→ **Exercise task 1**
According to the passage on Ohio redistricting, what majority of representative seats have Republicans held over Democrats in the last four election cycles?

[start of Passage shown]

Congressional Redistricting in Ohio – A Fresh Assault on How Districts are Drawn

Are Republicans only able to win elections by manipulating the underlying system?

Is the new mantra for the Democratic Party, “Sue Until They’re Blue!”

A fresh assault on how congressional district maps are drawn has led to a slew of litigation across the country.  Unfortunately, Ohio is not outside the scope of the controversy.  See, Ohio A. Philip Randolph Institute, et al. v. Ryan Smith, et al., Case No.: 1:18-cv-00357.  In this matter, Democrats are contending that Ohio’s congressional districts are unconstitutionally gerrymandered with Republicans holding a 12-4 majority of representative seats to Democrats over the last four election cycles.  Although the number of Republican seats is lopsided, is it unconstitutional or even unfair?

[end of Passage shown]

→ **Exercise task 2**
Pick out every line of the records below that contains the word "shutter", and copy each one.

[start of Given entries]

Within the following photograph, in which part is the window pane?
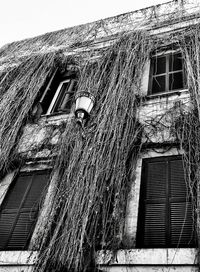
[153,57,166,75]
[53,81,70,112]
[152,76,165,94]
[169,72,183,91]
[169,53,183,72]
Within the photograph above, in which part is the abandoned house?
[0,0,200,272]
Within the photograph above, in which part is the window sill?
[0,250,37,266]
[146,89,188,100]
[40,113,74,122]
[97,248,197,265]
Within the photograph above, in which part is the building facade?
[0,0,200,272]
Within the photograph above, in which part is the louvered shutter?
[0,171,48,250]
[137,156,194,247]
[169,159,194,247]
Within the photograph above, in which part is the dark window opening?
[0,171,48,250]
[137,156,196,248]
[40,72,77,114]
[149,53,186,94]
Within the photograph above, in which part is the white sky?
[0,0,174,46]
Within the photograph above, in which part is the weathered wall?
[0,0,199,272]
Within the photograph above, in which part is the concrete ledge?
[0,251,37,266]
[97,248,197,265]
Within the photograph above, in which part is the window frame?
[136,154,196,249]
[0,170,51,252]
[45,78,77,115]
[148,49,187,96]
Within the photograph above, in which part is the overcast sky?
[0,0,184,46]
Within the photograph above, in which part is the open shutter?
[0,172,48,250]
[137,156,195,247]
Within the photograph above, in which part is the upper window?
[137,156,195,248]
[0,171,48,250]
[40,70,77,114]
[149,53,185,94]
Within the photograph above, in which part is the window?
[137,156,195,248]
[149,53,185,94]
[40,70,77,114]
[0,171,48,250]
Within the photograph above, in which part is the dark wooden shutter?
[0,171,48,250]
[137,156,195,247]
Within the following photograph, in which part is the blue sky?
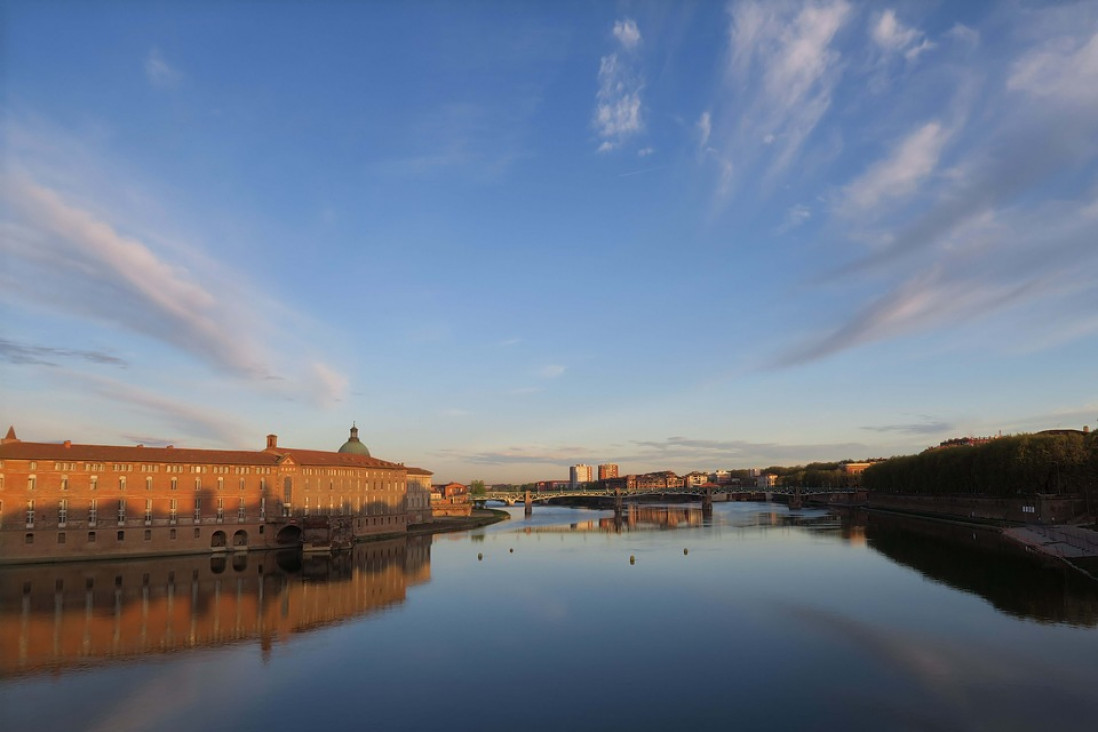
[0,0,1098,482]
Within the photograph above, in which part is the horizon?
[0,0,1098,484]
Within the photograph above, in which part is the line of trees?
[762,461,874,488]
[862,431,1098,497]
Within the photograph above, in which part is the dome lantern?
[339,423,370,458]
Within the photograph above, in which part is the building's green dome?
[339,426,370,458]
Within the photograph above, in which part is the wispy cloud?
[840,120,949,214]
[372,97,537,183]
[777,203,813,234]
[145,48,182,88]
[0,338,126,368]
[0,177,270,376]
[698,0,851,196]
[58,371,249,447]
[614,18,640,50]
[594,19,645,153]
[439,437,872,472]
[870,9,934,61]
[537,363,568,379]
[772,17,1098,365]
[862,419,956,435]
[0,120,345,406]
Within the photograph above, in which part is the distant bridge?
[471,485,859,513]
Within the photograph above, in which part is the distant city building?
[842,462,873,475]
[683,471,709,488]
[430,483,472,518]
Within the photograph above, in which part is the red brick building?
[0,427,417,562]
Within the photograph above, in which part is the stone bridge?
[472,486,860,514]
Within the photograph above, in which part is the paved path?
[1004,526,1098,559]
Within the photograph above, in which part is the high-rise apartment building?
[569,463,594,488]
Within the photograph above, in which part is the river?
[0,503,1098,732]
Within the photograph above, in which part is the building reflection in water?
[0,537,430,676]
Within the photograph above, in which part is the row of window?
[28,460,380,477]
[11,475,405,493]
[23,527,254,546]
[16,496,267,529]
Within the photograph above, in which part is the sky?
[0,0,1098,483]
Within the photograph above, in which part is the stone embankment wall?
[867,493,1086,523]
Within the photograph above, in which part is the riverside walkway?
[1002,526,1098,559]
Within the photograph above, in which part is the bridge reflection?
[513,504,838,540]
[0,537,430,676]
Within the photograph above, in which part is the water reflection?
[518,504,843,533]
[0,537,430,676]
[849,513,1098,627]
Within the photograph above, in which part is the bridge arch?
[275,523,301,547]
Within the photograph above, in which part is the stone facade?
[0,430,419,562]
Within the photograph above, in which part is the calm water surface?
[0,504,1098,731]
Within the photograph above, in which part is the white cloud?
[614,18,640,50]
[1007,33,1098,106]
[709,0,851,196]
[0,120,346,406]
[538,363,568,379]
[840,121,950,214]
[870,10,920,52]
[2,178,268,376]
[594,21,645,153]
[309,361,347,406]
[57,370,247,447]
[777,203,813,234]
[145,48,182,87]
[697,112,713,149]
[870,10,934,61]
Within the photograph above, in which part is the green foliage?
[862,432,1098,497]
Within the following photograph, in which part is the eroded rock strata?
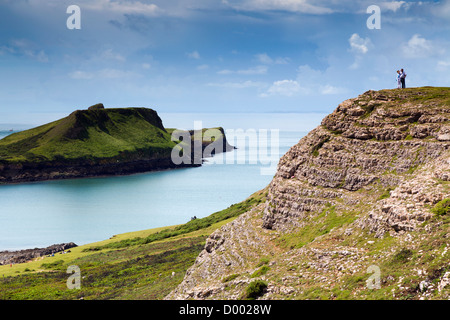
[167,87,450,299]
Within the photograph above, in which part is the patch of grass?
[311,137,330,157]
[257,257,270,267]
[277,206,357,249]
[86,189,267,251]
[378,188,394,200]
[390,248,413,265]
[41,260,64,269]
[250,265,270,278]
[222,273,239,283]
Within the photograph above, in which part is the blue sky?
[0,0,450,122]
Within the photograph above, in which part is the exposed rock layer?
[167,88,450,299]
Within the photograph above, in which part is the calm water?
[0,115,322,250]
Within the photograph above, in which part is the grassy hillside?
[0,190,267,300]
[0,108,175,162]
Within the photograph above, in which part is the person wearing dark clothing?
[400,69,406,88]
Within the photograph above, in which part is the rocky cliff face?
[167,87,450,299]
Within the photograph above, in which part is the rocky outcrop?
[0,242,77,265]
[263,91,450,229]
[167,88,450,299]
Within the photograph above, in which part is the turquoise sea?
[0,114,324,251]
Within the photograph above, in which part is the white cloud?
[197,64,209,70]
[255,53,290,64]
[100,49,126,62]
[222,0,333,14]
[260,80,305,98]
[217,65,268,75]
[402,34,444,58]
[207,80,266,89]
[0,39,49,62]
[186,51,200,60]
[69,68,139,80]
[82,0,162,16]
[348,33,372,54]
[380,1,407,12]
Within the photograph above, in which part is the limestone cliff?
[167,87,450,299]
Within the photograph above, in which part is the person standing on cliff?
[397,70,402,89]
[400,69,406,88]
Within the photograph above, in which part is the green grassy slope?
[0,108,175,162]
[0,189,267,300]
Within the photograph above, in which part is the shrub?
[243,280,267,300]
[431,198,450,216]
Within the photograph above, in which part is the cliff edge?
[0,104,233,184]
[166,87,450,299]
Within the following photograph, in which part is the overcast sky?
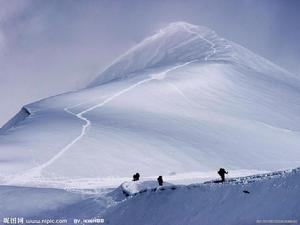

[end of Given entries]

→ **Final answer 1**
A 12-4 majority.

→ **Final answer 2**
Within the photograph above, in which part is the louvered shutter?
Within the photograph above, in which part is the open shutter?
Within the photograph above, in which part is the dark wooden shutter?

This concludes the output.